[[ The data, beginning ]]

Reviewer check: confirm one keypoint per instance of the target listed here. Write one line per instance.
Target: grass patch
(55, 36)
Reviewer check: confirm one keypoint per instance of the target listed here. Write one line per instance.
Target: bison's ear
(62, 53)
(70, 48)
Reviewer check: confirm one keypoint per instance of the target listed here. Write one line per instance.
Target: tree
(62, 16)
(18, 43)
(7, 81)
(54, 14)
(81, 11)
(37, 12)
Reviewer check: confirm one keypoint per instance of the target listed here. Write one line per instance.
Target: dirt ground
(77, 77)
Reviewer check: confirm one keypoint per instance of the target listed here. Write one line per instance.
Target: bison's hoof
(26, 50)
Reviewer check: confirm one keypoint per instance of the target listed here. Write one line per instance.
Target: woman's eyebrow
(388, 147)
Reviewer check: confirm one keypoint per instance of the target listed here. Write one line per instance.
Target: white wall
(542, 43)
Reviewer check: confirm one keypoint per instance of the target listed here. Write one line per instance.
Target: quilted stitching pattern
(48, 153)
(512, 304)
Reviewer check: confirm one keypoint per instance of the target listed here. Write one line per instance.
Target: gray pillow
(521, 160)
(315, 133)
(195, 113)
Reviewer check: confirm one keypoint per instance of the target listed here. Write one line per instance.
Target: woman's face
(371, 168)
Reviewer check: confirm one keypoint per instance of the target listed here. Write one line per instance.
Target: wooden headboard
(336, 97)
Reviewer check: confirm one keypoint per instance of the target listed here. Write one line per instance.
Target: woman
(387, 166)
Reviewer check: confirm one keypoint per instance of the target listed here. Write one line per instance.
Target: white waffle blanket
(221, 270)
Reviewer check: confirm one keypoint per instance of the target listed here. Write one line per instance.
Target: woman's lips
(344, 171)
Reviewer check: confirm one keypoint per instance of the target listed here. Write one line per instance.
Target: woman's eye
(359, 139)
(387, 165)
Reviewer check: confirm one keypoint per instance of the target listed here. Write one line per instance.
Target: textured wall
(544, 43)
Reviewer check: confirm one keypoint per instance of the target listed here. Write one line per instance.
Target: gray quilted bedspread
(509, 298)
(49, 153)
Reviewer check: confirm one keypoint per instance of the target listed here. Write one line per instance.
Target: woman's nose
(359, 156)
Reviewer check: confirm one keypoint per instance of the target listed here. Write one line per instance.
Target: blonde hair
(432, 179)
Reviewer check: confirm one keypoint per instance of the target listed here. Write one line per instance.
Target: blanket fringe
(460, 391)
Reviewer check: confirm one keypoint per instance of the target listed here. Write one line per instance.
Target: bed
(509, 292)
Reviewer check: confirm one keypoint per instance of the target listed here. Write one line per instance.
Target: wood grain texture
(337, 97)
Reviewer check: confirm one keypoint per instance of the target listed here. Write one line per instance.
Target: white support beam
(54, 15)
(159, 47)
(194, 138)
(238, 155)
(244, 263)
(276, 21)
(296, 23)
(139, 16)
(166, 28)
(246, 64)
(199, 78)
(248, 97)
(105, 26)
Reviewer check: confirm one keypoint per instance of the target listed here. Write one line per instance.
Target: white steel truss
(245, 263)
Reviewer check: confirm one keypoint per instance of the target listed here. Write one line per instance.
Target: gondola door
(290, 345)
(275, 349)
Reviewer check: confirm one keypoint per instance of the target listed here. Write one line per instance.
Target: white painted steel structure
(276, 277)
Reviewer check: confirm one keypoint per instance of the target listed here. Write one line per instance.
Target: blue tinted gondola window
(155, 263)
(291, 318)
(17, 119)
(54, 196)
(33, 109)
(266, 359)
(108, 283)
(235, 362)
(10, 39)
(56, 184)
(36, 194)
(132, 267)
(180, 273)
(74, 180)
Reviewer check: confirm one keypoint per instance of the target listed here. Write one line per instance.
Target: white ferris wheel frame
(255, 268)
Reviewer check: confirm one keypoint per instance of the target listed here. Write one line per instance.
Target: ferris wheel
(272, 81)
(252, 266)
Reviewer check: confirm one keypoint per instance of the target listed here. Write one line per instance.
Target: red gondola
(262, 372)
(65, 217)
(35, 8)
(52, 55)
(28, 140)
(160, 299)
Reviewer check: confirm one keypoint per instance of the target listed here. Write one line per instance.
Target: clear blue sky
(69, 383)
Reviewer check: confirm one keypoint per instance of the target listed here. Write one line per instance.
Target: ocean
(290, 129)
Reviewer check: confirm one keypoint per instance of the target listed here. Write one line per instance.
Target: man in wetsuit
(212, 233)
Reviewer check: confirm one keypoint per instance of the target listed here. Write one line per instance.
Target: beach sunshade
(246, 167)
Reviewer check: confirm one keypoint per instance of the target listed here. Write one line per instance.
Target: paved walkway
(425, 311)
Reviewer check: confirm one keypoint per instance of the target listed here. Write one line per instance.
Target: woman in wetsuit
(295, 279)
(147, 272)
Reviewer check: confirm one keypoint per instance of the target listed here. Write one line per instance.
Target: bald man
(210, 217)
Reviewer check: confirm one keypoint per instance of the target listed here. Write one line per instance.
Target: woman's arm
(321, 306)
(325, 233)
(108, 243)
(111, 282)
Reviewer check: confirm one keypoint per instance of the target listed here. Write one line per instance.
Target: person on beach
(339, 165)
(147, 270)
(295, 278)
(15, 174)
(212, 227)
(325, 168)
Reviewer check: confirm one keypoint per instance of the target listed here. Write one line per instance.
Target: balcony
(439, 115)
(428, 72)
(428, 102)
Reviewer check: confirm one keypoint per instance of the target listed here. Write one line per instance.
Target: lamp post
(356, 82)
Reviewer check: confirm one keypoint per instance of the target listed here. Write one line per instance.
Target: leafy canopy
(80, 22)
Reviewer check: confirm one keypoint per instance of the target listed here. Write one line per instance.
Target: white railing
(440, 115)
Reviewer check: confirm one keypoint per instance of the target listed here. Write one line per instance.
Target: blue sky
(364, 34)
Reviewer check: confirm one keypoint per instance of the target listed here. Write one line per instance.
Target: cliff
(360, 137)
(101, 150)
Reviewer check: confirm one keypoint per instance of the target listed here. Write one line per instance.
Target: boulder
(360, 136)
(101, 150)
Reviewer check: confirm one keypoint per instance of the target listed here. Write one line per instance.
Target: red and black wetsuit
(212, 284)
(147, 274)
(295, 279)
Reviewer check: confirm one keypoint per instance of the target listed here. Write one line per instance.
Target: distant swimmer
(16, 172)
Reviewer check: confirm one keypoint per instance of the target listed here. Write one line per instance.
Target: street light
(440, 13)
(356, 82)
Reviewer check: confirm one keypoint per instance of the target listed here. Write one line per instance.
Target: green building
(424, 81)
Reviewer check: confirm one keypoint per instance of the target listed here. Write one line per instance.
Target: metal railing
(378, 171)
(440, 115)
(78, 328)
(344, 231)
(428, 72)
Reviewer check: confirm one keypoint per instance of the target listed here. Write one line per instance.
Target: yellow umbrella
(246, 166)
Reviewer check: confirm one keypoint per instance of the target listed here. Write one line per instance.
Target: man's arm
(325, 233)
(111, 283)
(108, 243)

[[ The data, end ]]

What you should do
Return every record above exactly, line by line.

Task result
Reviewer check: confirm one keypoint per instance of the target listed here. Write one line per instance.
Target: grass patch
(55, 36)
Reviewer check: confirm one keypoint per instance of the target listed here. Write one line per instance.
Target: bison's ear
(62, 53)
(70, 48)
Reviewer check: confirm one keypoint per instance of the target listed here. Write one line per instance.
Target: tree
(62, 16)
(18, 43)
(7, 81)
(54, 14)
(81, 11)
(37, 12)
Reviewer check: confirm one keypoint per instance of the target listed here. Write one line per instance.
Target: dirt ground
(77, 77)
Reviewer check: confirm one keypoint per instance of the target listed here. Write one line per instance.
Target: bison's hoof
(26, 50)
Reviewer check: confirm one keypoint per instance of the target listed here. Write one line per instance.
Target: woman's eyebrow
(388, 147)
Reviewer check: confirm one keypoint per instance of the target listed here. Write one line per instance.
Target: white wall
(542, 43)
Reviewer check: confirm one keypoint per instance of the target listed here. Write one line per instance.
Target: quilted stitching pattern
(48, 153)
(512, 304)
Reviewer check: confirm one keypoint per instance of the target listed here. Write one line per instance.
Target: gray pillow
(521, 160)
(315, 133)
(195, 113)
Reviewer check: confirm one keypoint per instance of the target listed here. Write one line per instance.
Target: woman's face
(371, 168)
Reviewer check: confirm one keypoint per instance of the target listed here. Write one line per instance.
Target: wooden headboard
(336, 97)
Reviewer check: confirm one keypoint per instance of the target listed here. Write one line per instance.
Target: woman
(387, 166)
Reviewer check: confirm one keypoint per instance of the target listed here. Write one line per instance.
Target: white waffle blanket
(221, 270)
Reviewer check: confirm one keypoint per instance of the target listed here. Write one line per instance.
Target: woman's lips
(344, 171)
Reviewer check: confirm one keypoint per instance of the target listed here. Write one line per instance.
Target: woman's eye
(359, 139)
(387, 165)
Reviewer check: confirm one keypoint per instance of the target listed here. Write one line per instance.
Target: textured wall
(544, 43)
Reviewer check: confirm one keypoint per instance of the target listed here. Write one line per instance.
Target: gray quilted bedspread
(509, 298)
(49, 153)
Reviewer check: confirm one keypoint per instance of the target listed here. Write one line per instance.
Target: woman's nose
(359, 156)
Reviewer check: confirm one keypoint per instance of the target listed here. Write one line per instance.
Target: blonde hair
(432, 179)
Reviewer check: confirm one keypoint per instance of the target listed here. Write one line per instance.
Target: blanket fringe
(460, 391)
Reviewer check: confirm one keypoint per instance of the target listed here. Write one line per instance.
Target: bed
(509, 292)
Reviewer check: confirm one keypoint per instance of the target listed here. Write one line per instance.
Target: wood grain texture
(337, 97)
Reviewer check: confirm one keypoint per instance of the target listed here. Write one line per instance.
Target: white support beam
(54, 15)
(159, 47)
(194, 138)
(238, 155)
(244, 263)
(276, 21)
(296, 23)
(139, 16)
(166, 28)
(246, 64)
(199, 78)
(248, 97)
(105, 26)
Reviewer check: confirm one keypoint per instance of the target listed here. Write one line per instance.
Target: white steel truss
(245, 263)
Reviewer check: confirm one keypoint per instance of the target listed here. Write one line per instance.
Target: gondola door
(290, 345)
(275, 349)
Reviewer check: confirm one keypoint per instance of the target listed here. Write one line per instance.
Target: white painted steel structure
(276, 277)
Reviewer check: confirm one keypoint per instance of the target listed here. Write one line per instance.
Target: blue tinted gondola window
(155, 263)
(291, 318)
(17, 119)
(54, 196)
(33, 109)
(266, 359)
(108, 283)
(235, 362)
(10, 39)
(56, 184)
(36, 194)
(132, 267)
(180, 273)
(74, 180)
Reviewer check: confirm one keypoint per instance of the target listed here. Write one line per instance.
Target: white ferris wheel frame
(255, 268)
Reviewer check: confirm one keypoint per instance of the target listed here. Write one line per instance.
Target: ferris wheel
(272, 81)
(252, 266)
Reviewer check: confirm one keypoint per instance of the target listed here. Write one line per instance.
Target: red gondola
(262, 372)
(65, 217)
(35, 8)
(52, 55)
(28, 140)
(160, 299)
Reviewer check: confirm one keypoint per instance of the target listed here. Write one line per instance.
Target: clear blue sky
(69, 383)
Reviewer check: confirm one keypoint per instance of the target listed here. Write one line per instance.
Target: ocean
(290, 129)
Reviewer check: confirm one keypoint per instance of the target listed here. Write one line per instance.
Target: man in wetsuit
(212, 233)
Reviewer check: confirm one keypoint per instance of the target listed here. Write one line per instance.
Target: beach sunshade
(246, 167)
Reviewer check: confirm one keypoint per instance of the target listed here. Write one line per instance.
Target: paved walkway
(425, 311)
Reviewer check: confirm one keypoint per instance of the target listed here. Write one line per instance.
Target: woman in wetsuit
(295, 279)
(147, 272)
Reviewer check: confirm one keypoint per instance of the target listed here. Write one line per instance.
Target: bald man
(210, 217)
Reviewer check: confirm one keypoint per instance of the target listed here. Write one line per instance.
Target: woman's arm
(321, 306)
(325, 233)
(108, 243)
(111, 282)
Reviewer check: confirm one keypoint per instance of the target listed here. Write one line per instance.
Target: person on beach
(339, 165)
(147, 270)
(295, 278)
(15, 174)
(212, 227)
(325, 168)
Reviewer check: confirm one keypoint per instance of the target listed here. Write one line per instance.
Target: balcony
(439, 115)
(428, 72)
(428, 102)
Reviewer check: confirm one keypoint per instance of the target listed here. Write one line per instance.
Target: lamp post
(356, 82)
Reviewer check: confirm one keypoint per instance of the target listed here. Write one line per instance.
Target: leafy canopy
(80, 22)
Reviewer check: confirm one keypoint per instance of the target listed here. Write one line per instance.
Target: white railing
(440, 115)
Reviewer check: confirm one keypoint per instance of the target listed here. Write one line per instance.
Target: blue sky
(364, 34)
Reviewer check: confirm one keypoint per instance of the target listed here. Write one line per instance.
Target: cliff
(360, 137)
(101, 150)
Reviewer check: confirm one keypoint per instance of the target listed here. Write one line per instance.
Target: boulder
(360, 136)
(101, 150)
Reviewer check: confirm one keypoint per instance of the target listed here. Write one line per instance.
Target: red and black wetsuit
(212, 284)
(147, 274)
(295, 279)
Reviewer check: confirm one keypoint per instance of the target listed here. Write one line per instance.
Target: distant swimmer
(16, 172)
Reviewer check: confirm one keypoint per instance of the target listed here. Write one line per instance.
Target: street light
(440, 13)
(356, 82)
Reviewer check: confirm one keypoint per instance of the target listed here. Write one line per instance.
Target: green building
(424, 81)
Reviewer check: confirm one keypoint per instance of the target listed here. Write one line per instance.
Target: metal railing
(378, 171)
(440, 115)
(78, 328)
(344, 231)
(428, 72)
Reviewer check: confirm one keypoint per instance of the target listed here. Write one line per instance.
Target: yellow umbrella
(246, 166)
Reviewer check: confirm one keypoint per instance of the target listed here. Write one line per instance.
Target: man's arm
(325, 233)
(111, 283)
(108, 243)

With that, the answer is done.